Given records section start

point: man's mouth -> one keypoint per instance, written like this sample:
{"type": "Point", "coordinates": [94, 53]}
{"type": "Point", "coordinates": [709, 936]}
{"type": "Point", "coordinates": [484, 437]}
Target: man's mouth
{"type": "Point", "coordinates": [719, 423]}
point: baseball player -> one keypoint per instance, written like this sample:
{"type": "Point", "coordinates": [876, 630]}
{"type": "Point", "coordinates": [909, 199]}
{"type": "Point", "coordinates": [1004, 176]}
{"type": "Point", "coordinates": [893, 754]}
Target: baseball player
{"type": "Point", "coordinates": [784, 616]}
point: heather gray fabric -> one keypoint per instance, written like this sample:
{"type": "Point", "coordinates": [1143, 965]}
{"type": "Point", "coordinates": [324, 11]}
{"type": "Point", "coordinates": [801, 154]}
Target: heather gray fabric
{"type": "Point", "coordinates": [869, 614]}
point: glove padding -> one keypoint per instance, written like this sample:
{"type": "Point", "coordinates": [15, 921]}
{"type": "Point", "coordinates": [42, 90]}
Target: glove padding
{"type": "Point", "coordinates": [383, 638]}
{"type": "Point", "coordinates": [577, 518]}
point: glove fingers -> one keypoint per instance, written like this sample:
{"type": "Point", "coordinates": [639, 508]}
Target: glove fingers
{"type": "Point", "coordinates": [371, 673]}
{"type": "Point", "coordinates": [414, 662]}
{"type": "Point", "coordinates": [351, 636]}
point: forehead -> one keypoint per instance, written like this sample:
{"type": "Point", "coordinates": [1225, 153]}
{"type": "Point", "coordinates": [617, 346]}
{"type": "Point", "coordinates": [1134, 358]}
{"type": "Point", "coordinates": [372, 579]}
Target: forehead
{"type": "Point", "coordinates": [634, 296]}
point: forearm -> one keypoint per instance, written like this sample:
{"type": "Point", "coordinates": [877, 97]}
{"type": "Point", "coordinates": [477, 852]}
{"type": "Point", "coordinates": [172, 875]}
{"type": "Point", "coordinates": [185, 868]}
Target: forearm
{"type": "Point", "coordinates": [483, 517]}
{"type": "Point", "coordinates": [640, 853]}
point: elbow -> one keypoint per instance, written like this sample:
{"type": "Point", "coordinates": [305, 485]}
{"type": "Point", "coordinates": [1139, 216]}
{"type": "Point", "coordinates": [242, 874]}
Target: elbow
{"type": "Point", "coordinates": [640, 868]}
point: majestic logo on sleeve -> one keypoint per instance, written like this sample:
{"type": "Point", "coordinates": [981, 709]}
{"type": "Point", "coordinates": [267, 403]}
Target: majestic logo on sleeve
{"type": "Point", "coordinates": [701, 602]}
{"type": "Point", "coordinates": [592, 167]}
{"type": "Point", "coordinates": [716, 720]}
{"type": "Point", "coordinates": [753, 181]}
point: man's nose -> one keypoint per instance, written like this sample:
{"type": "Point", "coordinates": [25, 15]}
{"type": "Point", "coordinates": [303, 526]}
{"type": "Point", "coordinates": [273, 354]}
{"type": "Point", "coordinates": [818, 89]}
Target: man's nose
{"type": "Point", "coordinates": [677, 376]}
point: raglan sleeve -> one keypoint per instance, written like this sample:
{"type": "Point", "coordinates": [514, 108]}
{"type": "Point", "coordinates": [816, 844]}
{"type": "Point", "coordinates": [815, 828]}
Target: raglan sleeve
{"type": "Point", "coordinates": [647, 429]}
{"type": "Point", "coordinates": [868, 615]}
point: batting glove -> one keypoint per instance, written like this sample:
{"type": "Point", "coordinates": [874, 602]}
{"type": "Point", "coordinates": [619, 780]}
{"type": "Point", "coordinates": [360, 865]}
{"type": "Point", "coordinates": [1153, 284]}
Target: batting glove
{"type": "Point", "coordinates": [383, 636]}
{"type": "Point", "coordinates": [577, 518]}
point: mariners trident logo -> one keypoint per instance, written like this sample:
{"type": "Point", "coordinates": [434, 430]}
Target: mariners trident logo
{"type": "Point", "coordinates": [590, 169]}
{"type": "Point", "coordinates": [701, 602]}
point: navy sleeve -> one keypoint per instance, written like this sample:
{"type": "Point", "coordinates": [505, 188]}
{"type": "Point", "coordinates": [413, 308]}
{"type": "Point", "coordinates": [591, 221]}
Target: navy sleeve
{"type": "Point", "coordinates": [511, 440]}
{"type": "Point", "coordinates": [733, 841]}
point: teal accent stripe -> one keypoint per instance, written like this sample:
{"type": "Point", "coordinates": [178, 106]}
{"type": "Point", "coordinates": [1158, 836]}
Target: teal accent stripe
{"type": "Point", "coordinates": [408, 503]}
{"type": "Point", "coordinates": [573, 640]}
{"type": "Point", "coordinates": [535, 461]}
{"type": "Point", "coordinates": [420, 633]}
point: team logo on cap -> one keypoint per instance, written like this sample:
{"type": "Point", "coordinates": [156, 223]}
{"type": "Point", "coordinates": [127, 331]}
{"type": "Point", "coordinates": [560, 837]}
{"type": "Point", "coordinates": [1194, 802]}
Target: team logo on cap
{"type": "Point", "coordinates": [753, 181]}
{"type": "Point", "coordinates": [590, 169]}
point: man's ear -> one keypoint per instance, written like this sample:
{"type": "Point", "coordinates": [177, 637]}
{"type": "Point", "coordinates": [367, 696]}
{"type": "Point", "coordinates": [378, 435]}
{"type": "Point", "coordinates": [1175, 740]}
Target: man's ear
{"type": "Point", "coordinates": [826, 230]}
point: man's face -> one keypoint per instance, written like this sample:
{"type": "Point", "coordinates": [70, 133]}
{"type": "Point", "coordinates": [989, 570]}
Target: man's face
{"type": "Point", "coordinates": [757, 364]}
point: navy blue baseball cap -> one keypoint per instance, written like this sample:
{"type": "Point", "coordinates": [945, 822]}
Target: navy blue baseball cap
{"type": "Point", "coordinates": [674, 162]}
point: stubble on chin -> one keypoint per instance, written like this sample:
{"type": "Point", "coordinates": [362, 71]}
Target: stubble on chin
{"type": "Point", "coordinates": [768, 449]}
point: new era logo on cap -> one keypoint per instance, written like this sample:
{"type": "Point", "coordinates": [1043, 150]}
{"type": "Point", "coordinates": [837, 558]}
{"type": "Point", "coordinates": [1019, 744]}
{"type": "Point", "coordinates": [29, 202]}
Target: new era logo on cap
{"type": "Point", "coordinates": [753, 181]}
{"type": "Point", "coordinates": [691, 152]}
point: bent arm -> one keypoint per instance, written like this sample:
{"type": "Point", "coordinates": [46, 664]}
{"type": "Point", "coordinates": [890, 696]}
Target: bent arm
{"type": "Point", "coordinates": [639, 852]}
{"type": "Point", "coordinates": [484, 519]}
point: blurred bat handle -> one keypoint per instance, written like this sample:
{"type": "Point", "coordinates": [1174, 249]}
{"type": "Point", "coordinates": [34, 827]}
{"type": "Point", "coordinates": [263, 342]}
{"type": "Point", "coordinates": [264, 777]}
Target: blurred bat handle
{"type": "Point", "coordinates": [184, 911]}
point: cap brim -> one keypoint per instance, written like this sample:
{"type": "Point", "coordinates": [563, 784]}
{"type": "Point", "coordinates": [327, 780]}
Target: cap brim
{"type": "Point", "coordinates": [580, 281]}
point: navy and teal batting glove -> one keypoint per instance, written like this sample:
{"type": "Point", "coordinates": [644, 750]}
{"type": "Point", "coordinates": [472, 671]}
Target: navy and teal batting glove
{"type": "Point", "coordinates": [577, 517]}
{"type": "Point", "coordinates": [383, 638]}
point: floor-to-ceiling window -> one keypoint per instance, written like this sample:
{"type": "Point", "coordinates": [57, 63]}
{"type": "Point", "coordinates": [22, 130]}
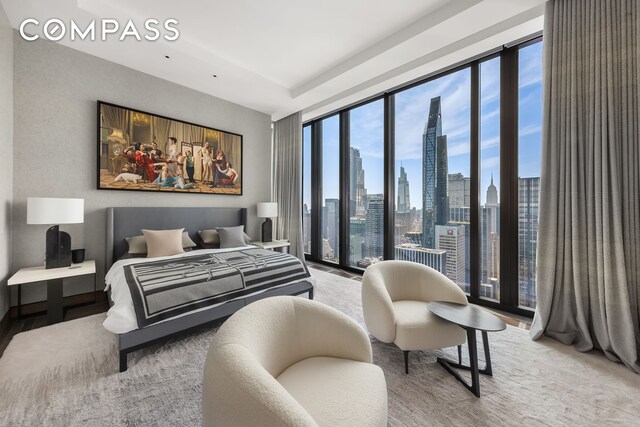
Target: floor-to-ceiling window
{"type": "Point", "coordinates": [330, 219]}
{"type": "Point", "coordinates": [489, 179]}
{"type": "Point", "coordinates": [366, 184]}
{"type": "Point", "coordinates": [432, 156]}
{"type": "Point", "coordinates": [529, 151]}
{"type": "Point", "coordinates": [306, 189]}
{"type": "Point", "coordinates": [428, 173]}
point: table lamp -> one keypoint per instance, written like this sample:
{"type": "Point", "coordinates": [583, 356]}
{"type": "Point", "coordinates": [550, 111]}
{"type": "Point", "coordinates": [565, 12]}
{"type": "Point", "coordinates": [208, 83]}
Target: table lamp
{"type": "Point", "coordinates": [267, 210]}
{"type": "Point", "coordinates": [45, 210]}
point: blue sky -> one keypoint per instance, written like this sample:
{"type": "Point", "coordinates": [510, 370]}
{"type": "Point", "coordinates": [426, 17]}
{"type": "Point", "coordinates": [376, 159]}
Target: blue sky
{"type": "Point", "coordinates": [412, 109]}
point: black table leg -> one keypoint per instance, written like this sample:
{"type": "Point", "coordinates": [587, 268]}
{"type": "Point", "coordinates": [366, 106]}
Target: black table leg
{"type": "Point", "coordinates": [473, 360]}
{"type": "Point", "coordinates": [55, 310]}
{"type": "Point", "coordinates": [487, 356]}
{"type": "Point", "coordinates": [474, 387]}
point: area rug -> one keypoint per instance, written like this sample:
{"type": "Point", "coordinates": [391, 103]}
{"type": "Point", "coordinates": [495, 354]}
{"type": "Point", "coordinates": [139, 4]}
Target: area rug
{"type": "Point", "coordinates": [66, 375]}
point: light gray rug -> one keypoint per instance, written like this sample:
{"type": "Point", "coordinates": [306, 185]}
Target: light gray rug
{"type": "Point", "coordinates": [66, 374]}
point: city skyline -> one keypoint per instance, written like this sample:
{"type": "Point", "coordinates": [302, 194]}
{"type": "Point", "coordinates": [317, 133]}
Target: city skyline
{"type": "Point", "coordinates": [432, 219]}
{"type": "Point", "coordinates": [367, 132]}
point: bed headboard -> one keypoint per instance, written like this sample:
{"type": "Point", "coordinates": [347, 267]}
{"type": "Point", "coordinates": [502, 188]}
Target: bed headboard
{"type": "Point", "coordinates": [127, 222]}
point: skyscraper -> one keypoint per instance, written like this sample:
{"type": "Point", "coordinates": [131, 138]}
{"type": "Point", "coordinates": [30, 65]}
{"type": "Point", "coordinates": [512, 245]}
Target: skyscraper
{"type": "Point", "coordinates": [306, 229]}
{"type": "Point", "coordinates": [490, 245]}
{"type": "Point", "coordinates": [374, 228]}
{"type": "Point", "coordinates": [434, 258]}
{"type": "Point", "coordinates": [404, 203]}
{"type": "Point", "coordinates": [459, 190]}
{"type": "Point", "coordinates": [435, 205]}
{"type": "Point", "coordinates": [357, 229]}
{"type": "Point", "coordinates": [451, 238]}
{"type": "Point", "coordinates": [357, 190]}
{"type": "Point", "coordinates": [529, 198]}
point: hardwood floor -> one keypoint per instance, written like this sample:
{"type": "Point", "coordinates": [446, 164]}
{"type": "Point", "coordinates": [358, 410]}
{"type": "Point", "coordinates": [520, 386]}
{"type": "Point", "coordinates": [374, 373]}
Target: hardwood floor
{"type": "Point", "coordinates": [80, 306]}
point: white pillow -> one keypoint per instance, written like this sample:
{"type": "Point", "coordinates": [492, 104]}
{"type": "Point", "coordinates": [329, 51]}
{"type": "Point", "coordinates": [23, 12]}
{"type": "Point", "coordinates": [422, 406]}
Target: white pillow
{"type": "Point", "coordinates": [138, 244]}
{"type": "Point", "coordinates": [163, 242]}
{"type": "Point", "coordinates": [231, 237]}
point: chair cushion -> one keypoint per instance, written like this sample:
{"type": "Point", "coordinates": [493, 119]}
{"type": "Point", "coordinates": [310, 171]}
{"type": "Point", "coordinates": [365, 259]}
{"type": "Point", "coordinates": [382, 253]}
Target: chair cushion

Given records section end

• Assigned task:
Lines holding "cushion": give how many there are in the entries above, and nothing more.

• Solution:
2